Your assignment>
Once the pictures are set aside, repeat all of the data below exactly.

== Segment start ==

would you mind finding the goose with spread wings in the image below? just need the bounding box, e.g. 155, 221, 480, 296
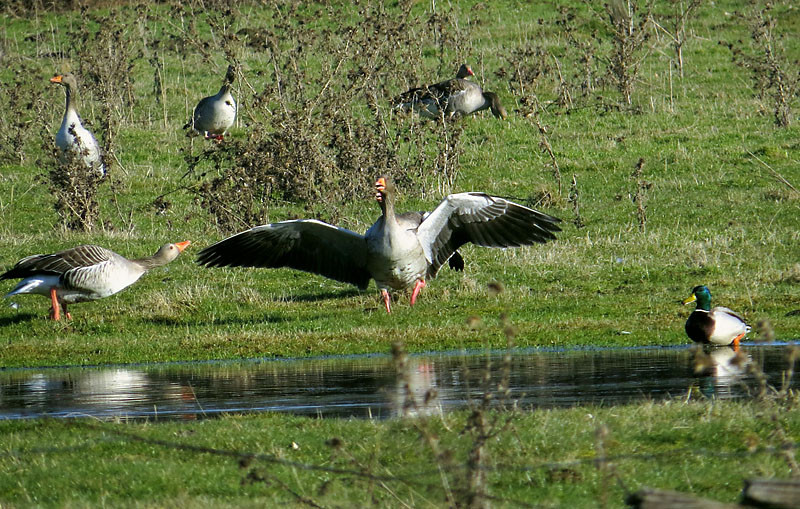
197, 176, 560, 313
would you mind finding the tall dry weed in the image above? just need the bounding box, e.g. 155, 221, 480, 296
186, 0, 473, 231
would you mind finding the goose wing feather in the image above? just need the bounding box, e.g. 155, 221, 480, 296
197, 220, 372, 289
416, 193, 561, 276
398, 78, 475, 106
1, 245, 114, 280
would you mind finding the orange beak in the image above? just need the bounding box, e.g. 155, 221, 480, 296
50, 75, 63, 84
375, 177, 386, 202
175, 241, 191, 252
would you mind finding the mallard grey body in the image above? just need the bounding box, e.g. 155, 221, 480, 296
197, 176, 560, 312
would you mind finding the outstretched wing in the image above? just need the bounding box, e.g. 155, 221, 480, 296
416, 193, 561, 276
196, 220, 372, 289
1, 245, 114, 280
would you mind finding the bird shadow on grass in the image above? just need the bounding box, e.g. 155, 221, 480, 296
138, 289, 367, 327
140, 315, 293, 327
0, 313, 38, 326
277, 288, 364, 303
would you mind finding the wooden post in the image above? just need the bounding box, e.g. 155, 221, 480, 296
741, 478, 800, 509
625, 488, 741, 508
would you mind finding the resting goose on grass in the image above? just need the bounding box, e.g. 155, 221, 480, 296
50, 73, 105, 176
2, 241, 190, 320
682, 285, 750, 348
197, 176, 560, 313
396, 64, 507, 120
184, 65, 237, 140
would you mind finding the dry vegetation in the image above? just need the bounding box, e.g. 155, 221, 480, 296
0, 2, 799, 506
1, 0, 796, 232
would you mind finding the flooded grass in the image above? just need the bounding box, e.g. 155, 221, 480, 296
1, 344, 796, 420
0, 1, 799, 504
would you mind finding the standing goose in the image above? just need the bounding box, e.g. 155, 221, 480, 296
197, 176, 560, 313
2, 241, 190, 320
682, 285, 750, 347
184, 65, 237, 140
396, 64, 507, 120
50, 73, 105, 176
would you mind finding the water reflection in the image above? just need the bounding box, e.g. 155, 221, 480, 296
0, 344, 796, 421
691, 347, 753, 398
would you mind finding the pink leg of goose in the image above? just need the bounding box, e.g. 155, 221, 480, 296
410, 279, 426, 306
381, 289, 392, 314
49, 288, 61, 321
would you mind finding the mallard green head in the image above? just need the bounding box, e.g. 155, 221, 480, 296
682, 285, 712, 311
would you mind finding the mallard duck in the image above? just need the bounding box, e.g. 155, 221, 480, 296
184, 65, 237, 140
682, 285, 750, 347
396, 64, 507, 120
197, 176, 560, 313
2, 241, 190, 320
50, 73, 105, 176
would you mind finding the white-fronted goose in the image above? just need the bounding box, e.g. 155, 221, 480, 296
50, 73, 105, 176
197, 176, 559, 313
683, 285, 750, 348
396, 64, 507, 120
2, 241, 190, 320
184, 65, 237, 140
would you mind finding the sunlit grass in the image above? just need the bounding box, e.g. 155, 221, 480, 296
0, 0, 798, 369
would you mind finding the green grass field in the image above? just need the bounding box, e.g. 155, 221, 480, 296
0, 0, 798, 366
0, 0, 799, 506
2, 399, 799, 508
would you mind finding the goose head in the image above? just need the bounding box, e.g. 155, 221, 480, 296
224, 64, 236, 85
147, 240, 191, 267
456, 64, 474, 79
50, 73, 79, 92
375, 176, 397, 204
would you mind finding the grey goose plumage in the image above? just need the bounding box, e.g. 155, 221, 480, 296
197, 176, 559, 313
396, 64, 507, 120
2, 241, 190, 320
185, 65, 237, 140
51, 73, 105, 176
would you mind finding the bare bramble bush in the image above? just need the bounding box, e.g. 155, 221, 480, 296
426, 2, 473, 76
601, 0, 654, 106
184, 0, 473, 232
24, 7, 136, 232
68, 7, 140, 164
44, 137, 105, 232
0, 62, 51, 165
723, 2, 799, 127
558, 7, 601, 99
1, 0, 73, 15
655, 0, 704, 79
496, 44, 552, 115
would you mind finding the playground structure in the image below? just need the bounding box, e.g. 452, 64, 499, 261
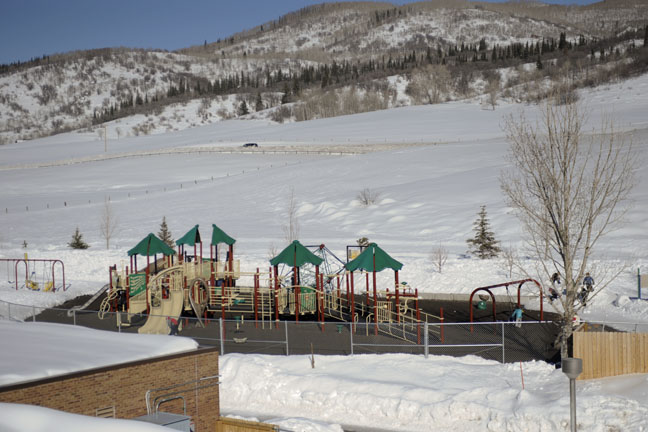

== Segment end ==

Result>
would you mind finding the goose with spread wings in the image below? just need the bounding box, e.g. 155, 221, 480, 296
197, 176, 560, 313
would you mind finding the tall dry weed in the image above? just need the bounding box, e.g. 155, 221, 480, 296
186, 0, 473, 231
would you mind finding the goose wing feather in the image above? just need the bounding box, e.g. 155, 221, 480, 296
197, 220, 372, 289
416, 193, 561, 276
398, 78, 475, 106
1, 245, 114, 280
would you mind finding the orange beak in the image above? just need the bounding box, e.g. 155, 221, 480, 296
50, 75, 63, 84
375, 177, 386, 202
175, 241, 191, 252
would you mind finding the mallard grey body in the image above? just need the bounding box, e.g. 155, 221, 480, 296
197, 176, 560, 312
would you mind finding the outstretched wing in the image above? just need the bounding box, e.g. 155, 221, 480, 296
416, 193, 561, 276
196, 220, 372, 289
1, 245, 114, 280
would you mind finding the bird shadow on grass in the image above? just need the bounding box, e.g. 155, 221, 480, 296
138, 289, 367, 327
140, 315, 293, 327
0, 313, 38, 326
277, 288, 364, 303
would you mind finding the wooden post in the image above? just need the bounding box, e.g. 155, 221, 480, 296
741, 478, 800, 509
625, 488, 741, 508
would you mind finding the resting goose on grass in the image above? just need the bounding box, e.g. 155, 221, 480, 296
50, 73, 105, 176
2, 241, 190, 320
682, 285, 750, 348
197, 176, 560, 313
396, 64, 507, 120
184, 65, 237, 140
would you mind finding the dry vegetation in the image above? just need the bounding box, e.g. 155, 221, 480, 296
0, 2, 799, 506
1, 0, 796, 232
would you mind finding the flooded grass in the image above? just need the bounding box, e.g. 155, 221, 480, 296
1, 344, 796, 420
0, 1, 799, 504
would you mind finding the standing goose in the image above? just need the bounding box, e.g. 155, 221, 480, 296
197, 176, 560, 313
2, 241, 190, 320
682, 285, 750, 347
184, 65, 237, 140
396, 64, 507, 120
50, 73, 105, 176
would you mind finding the water reflection in the image above? just need the bounding box, e.g. 155, 221, 480, 296
0, 344, 796, 421
691, 347, 753, 398
would you mind finding the pink leg of goose in the image above? just need the bounding box, e.g. 155, 221, 480, 296
410, 279, 426, 306
381, 289, 392, 314
49, 288, 61, 321
would you mind finding the mallard green head in the image above? just need the bounding box, e.g. 155, 221, 480, 296
682, 285, 712, 311
would you mind finding the mallard duck in the image above? just need the bounding box, e.g. 155, 221, 480, 296
184, 65, 237, 140
682, 285, 750, 347
396, 64, 507, 120
197, 176, 560, 313
2, 241, 190, 320
50, 73, 105, 176
would you mind finding the white-fronted goose in the image above? just need the bounding box, e.g. 155, 221, 480, 296
50, 73, 105, 176
197, 176, 559, 313
683, 285, 750, 348
396, 64, 507, 120
2, 241, 190, 320
184, 65, 237, 140
would you mind finding the sunlit grass in the image above? just need the bounding box, e.g. 155, 221, 480, 296
0, 0, 798, 369
would you mind finding the green grass field in the image above? just need the bounding box, e.g. 155, 221, 480, 296
0, 0, 798, 366
0, 0, 799, 506
2, 399, 799, 508
would you mind finding the goose head in the image above? just need the bounding box, e.g. 155, 221, 480, 296
224, 64, 236, 85
147, 240, 191, 267
456, 64, 474, 79
50, 73, 79, 92
375, 176, 397, 204
would you mind finding the grey goose plumage in the image above? just need the bounding box, e.g. 155, 221, 480, 296
197, 176, 559, 313
396, 64, 507, 120
2, 241, 190, 320
185, 65, 237, 140
51, 73, 105, 176
would you mind finding the bare bramble bush in the image above? just need the bounding box, e.g. 155, 221, 480, 296
426, 2, 473, 76
601, 0, 654, 106
184, 0, 473, 232
24, 7, 136, 232
68, 7, 140, 164
44, 137, 105, 232
0, 62, 51, 165
723, 2, 799, 127
558, 7, 601, 99
1, 0, 73, 15
655, 0, 704, 79
496, 44, 552, 115
would you mind finding the playground structure in the image below? just need the bounding box, e.g. 452, 64, 499, 261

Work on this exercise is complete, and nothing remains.